▸ **Passage shown**:

........

Periodically, except on vehicles with a wax-

based underbody protective coating, it is a
good idea to have the whole of the underframe
of the vehicle steam-cleaned, engine
compartment included, so that a thorough
inspection can be carried out to see what
minor repairs and renovations are necessary.
Steam-cleaning is available at many garages,
and is necessary for the removal of the
accumulation of oily grime, which sometimes
is allowed to become thick in certain areas. If
steam-cleaning facilities are not available,
there are some excellent grease solvents
available which can be brush-applied; the dirt
can then be simply hosed off. Note that these
methods should not be used on vehicles with
wax-based underbody protective coating, or

the coating will be removed. Such vehicles
should be inspected annually, preferably just
prior to Winter, when the underbody should be
washed down, and any damage to the wax
coating repaired. Ideally, a completely fresh
coat should be applied. It would also be worth
considering the use of such wax-based
protection for injection into door panels, sills,
box sections, etc, as an additional safeguard
against rust damage, where such protection is
not provided by the vehicle manufacturer.

After washing paintwork, wipe off with a

chamois leather to give an unspotted clear
finish. A coat of clear protective wax polish will
give added protection against chemical
pollutants in the air. If the paintwork sheen has
dulled or oxidised, use a cleaner/polisher
combination to restore the brilliance of the
shine. This requires a little effort, but such
dulling is usually caused because regular

washing has been neglected. Care needs to
be taken with metallic paintwork, as special
non-abrasive cleaner/polisher is required to
avoid damage to the finish. Always check that
the door and ventilator opening drain holes
and pipes are completely clear, so that water
can be drained out. Brightwork should be

treated in the same way as paintwork.
Windscreens and windows can be kept clear
of the smeary film which often appears, by the
use of proprietary glass cleaner. Never use
any form of wax or other body or chromium
polish on glass.

Mats and carpets should be brushed or

vacuum-cleaned regularly, to keep them free of
grit. If they are badly stained, remove them from
the vehicle for scrubbing or sponging, and
make quite sure they are dry before refitting.
Seats and interior trim panels can be kept clean
by wiping with a damp cloth. If they do become
stained (which can be more apparent on light-
coloured upholstery), use a little liquid
detergent and a soft nail brush to scour the
grime out of the grain of the material. Do not

forget to keep the headlining clean in the same
way as the upholstery. When using liquid
cleaners inside the vehicle, do not over-wet
the surfaces being cleaned. Excessive
damp could get into the seams and padded

interior, causing stains, offensive odours or
even rot.

If the inside of the vehicle gets
wet accidentally, it is
worthwhile taking some
trouble to dry it out properly,

particularly where carpets are involved.

Do not leave oil or electric heaters
inside the vehicle for this purpose.

Note: No body repairs should be attempted
(other than by a Saab Approved repairers) on
vehicles less than 6 years old, as this may

invalidate the Saab corrosion guarantee.

........

▸ **Data provided**:
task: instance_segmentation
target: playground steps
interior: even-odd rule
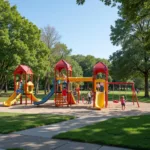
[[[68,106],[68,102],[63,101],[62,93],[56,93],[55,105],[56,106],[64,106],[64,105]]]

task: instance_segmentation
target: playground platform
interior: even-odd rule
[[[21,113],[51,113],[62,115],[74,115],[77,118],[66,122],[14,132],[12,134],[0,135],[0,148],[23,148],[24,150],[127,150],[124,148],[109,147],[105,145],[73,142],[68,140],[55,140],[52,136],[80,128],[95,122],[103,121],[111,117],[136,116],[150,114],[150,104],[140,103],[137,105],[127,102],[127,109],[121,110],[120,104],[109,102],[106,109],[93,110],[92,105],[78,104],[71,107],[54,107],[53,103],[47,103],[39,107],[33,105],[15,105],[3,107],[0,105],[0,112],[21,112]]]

........

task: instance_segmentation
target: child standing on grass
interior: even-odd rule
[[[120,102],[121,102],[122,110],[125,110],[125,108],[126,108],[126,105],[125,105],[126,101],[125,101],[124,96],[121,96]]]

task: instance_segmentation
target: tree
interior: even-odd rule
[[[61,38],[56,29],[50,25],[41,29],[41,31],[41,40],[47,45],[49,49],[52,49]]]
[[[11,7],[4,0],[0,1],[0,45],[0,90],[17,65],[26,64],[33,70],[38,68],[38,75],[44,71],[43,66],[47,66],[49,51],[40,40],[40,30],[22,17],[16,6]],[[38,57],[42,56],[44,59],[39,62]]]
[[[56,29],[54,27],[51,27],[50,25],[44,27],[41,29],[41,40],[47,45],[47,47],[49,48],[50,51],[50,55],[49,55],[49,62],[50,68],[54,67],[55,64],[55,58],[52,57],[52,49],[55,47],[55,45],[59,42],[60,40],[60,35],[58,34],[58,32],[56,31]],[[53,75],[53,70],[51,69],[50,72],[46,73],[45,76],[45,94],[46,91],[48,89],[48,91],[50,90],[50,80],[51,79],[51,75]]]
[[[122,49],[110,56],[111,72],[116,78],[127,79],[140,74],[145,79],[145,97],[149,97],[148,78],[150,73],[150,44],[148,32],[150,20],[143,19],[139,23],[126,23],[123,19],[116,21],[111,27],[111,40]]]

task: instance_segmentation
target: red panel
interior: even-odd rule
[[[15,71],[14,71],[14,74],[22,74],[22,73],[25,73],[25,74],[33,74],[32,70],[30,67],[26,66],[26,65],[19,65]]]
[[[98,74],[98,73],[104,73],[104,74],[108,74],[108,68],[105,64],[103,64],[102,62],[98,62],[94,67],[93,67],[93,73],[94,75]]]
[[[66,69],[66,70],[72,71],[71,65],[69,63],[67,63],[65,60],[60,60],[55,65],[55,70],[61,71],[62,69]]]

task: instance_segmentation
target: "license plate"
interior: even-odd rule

........

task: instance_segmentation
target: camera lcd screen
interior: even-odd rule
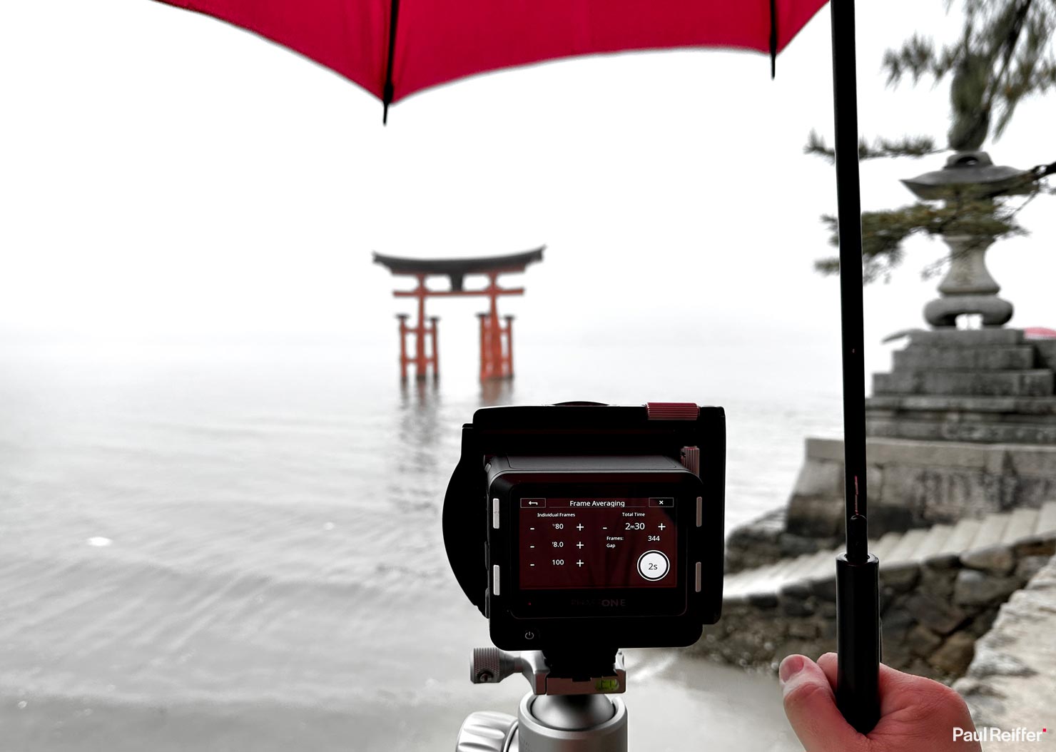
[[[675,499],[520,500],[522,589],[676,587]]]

........

▸ **Problem statement**:
Can you continue the vehicle-care text past its closing note on the Saab corrosion guarantee?

▸ **Output**:
Repairs of minor scratches in

If the scratch is very superficial, and does

not penetrate to the metal of the bodywork,
repair is very simple. Lightly rub the area of the
scratch with a paintwork renovator, or a very

fine cutting paste, to remove loose paint from
the scratch, and to clear the surrounding

bodywork of wax polish. Rinse the area with
clean water.

Apply touch-up paint to the scratch using a

fine paint brush; continue to apply fine layers
of paint until the surface of the paint in the
scratch is level with the surrounding
paintwork. Allow the new paint at least two
weeks to harden, then blend it into the
surrounding paintwork by rubbing the scratch
area with a paintwork renovator or a very fine
cutting paste. Finally, apply wax polish.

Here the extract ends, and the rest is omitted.